── Document segment ──
Separate fast notifications from heavyweight tasks. Use different topics/queues for low-latency UI updates vs. long-running AI ops.
Implement backpressure at multiple layers: API gateway rate limits, broker-side quotas, and worker pool controls.
Keep WebSocket gateways stateless. Connections proxy to the broker for event delivery; stateful session info is in the event store.
Add consumer-side batching. For high fan-out, we batched acknowledgements and reduced write amplification.

Concrete orchestration pattern we used:

Publish workflow.started with correlation_id.
Workers subscribe to workflow.{tenant}.{id} and claim tasks via an atomic DB update (lease pattern).
Worker emits task.started and then calls the model asynchronously.
On model completion, worker emits task.completed and updates workflow state.
Final UI event workflow.update is sent to tenant-scoped channel; WebSocket gateways subscribe and push.

This pattern let us reason about retries and failure windows without losing messages.

Where DNotifier Fit In

We dropped a realtime orchestration layer into the middle of the pipeline to avoid rebuilding every piece ourselves. For us, DNotifier acted as the event-driven backend infrastructure that handled pub/sub semantics, topic sharding, and realtime message delivery.
───
── Information ──
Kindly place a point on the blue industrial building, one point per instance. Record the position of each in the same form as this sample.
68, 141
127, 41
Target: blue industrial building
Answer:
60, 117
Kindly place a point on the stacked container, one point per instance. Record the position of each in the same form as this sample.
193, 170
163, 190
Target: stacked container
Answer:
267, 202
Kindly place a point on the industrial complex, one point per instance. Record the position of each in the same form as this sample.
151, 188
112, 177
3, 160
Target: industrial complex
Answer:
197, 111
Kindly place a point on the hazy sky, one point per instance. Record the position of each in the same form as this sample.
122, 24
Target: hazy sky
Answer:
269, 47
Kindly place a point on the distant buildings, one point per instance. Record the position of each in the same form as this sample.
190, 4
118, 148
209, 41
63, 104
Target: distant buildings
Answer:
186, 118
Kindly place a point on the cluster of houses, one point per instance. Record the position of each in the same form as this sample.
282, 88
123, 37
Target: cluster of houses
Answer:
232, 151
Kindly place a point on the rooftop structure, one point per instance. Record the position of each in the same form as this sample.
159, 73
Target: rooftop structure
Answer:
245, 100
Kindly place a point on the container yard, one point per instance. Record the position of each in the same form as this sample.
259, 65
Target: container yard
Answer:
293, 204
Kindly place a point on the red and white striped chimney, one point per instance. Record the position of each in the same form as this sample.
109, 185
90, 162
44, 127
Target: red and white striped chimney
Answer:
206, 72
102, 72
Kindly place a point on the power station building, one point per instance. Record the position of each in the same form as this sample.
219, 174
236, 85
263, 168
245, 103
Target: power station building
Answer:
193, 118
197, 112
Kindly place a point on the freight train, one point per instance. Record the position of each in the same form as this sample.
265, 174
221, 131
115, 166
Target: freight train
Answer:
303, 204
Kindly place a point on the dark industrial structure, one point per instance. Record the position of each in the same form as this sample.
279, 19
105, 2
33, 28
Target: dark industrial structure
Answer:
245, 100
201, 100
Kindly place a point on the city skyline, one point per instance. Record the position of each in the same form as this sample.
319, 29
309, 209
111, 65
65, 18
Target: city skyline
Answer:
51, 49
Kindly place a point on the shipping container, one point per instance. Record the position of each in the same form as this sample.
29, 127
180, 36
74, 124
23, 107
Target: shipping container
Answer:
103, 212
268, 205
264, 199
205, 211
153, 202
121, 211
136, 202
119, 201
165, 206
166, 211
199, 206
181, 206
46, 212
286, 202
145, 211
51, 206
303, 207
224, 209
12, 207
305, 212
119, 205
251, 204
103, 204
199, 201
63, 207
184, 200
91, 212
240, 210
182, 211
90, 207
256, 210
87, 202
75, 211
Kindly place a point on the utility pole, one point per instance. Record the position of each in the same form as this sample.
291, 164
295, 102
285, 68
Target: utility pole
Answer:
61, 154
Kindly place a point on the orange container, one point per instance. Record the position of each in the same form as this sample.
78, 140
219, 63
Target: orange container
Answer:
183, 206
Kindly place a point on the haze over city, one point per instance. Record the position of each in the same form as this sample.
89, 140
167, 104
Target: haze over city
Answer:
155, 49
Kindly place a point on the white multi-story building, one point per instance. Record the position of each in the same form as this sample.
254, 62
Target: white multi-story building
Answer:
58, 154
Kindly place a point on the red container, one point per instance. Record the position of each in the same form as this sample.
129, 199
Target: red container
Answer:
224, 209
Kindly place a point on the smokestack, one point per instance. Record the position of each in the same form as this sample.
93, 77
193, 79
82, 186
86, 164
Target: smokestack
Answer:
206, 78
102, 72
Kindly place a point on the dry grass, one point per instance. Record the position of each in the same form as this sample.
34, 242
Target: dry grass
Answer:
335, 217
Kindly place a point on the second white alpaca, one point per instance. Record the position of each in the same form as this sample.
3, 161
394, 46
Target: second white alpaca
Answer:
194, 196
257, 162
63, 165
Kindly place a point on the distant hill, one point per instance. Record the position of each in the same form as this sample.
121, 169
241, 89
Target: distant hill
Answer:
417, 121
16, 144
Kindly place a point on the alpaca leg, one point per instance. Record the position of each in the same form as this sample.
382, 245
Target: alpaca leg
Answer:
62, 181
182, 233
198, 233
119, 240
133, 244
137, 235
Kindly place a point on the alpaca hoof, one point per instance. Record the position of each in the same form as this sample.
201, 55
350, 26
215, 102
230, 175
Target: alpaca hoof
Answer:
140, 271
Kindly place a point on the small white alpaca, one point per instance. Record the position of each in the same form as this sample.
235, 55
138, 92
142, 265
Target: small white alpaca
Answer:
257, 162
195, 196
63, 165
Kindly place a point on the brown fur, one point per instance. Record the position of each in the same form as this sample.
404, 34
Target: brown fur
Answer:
───
Exercise tasks ::
(1) Please say whether each statement agrees with the orchestration write-up, answering yes or no and quoting the deciding words exactly: (a) WebSocket gateways hold stateful session info themselves. (b) Workers claim tasks through an atomic DB update. (c) Acknowledgements were batched on the consumer side.
(2) Swap "lease pattern" for "lock pattern" in the stretch of the orchestration write-up from "Publish workflow.started with" through "the model asynchronously.", and give that stretch in full.
(3) Extend the orchestration write-up from where it stops.
The entries above were taken from a different source.

Answers to each task ::
(1)
(a) No: "Keep WebSocket gateways stateless." and "stateful session info is in the event store."
(b) Yes: "claim tasks via an atomic DB update (lease pattern)."
(c) Yes: "we batched acknowledgements and reduced write amplification."

(2)
Publish workflow.started with correlation_id.
Workers subscribe to workflow.{tenant}.{id} and claim tasks via an atomic DB update (lock pattern).
Worker emits task.started and then calls the model asynchronously.

(3)
How we used it practically:

Tenant-scoped topics for isolation (tenant.{id}.events). This removed the need for per-tenant Redis clusters.
Workflow channels for correlation (workflow.{id}). Workers could subscribe to a small set of channels relevant to their tasks.
Broker-level delivery guarantees and backpressure controls allowed us to throttle AI-heavy pipelines without cascading failures.
WebSocket integration: the gateways pushed and received UI events through the same pub/sub layer, which simplified connection handling and reduced the gateway’s state surface.

This removed an entire layer we originally planned to build (reliable realtime orchestration) and let us focus on workflow logic and model tuning instead of connection and fan-out plumbing.

Trade-offs

Operational simplicity vs. control: handing off orchestration to an external realtime infra reduced ops burden, but we traded some low-level control (fine-grained tuning) for speed of delivery.
Cost: moving from self-managed Redis to a managed pub/sub can increase direct costs, but may reduce hidden costs (engineering time, downtime, spiky scaling pain).
Observability: we had to build integration points for tracing across DNotifier and our DB/workers — observability wasn’t automatic.
Vendor dependency: you gain velocity, but you must design escape hatches if you ever need to move away.

Mistakes to Avoid

Don’t treat pub/sub as ephemeral logs. Assume messages will be reprocessed and design idempotency.
Don’t place AI calls inline with message ack semantics. Acknowledge only when the step is truly complete or when you’ve persisted progress.
Avoid per-tenant singletons (one Redis per customer). It sounds safe but explodes management overhead.
Don’t rely on sticky sessions for WebSocket gateway scaling. Treat gateways as stateless proxies.
Don’t ignore backpressure. If a model is slow, your event backlog will silently grow until the whole system collapses.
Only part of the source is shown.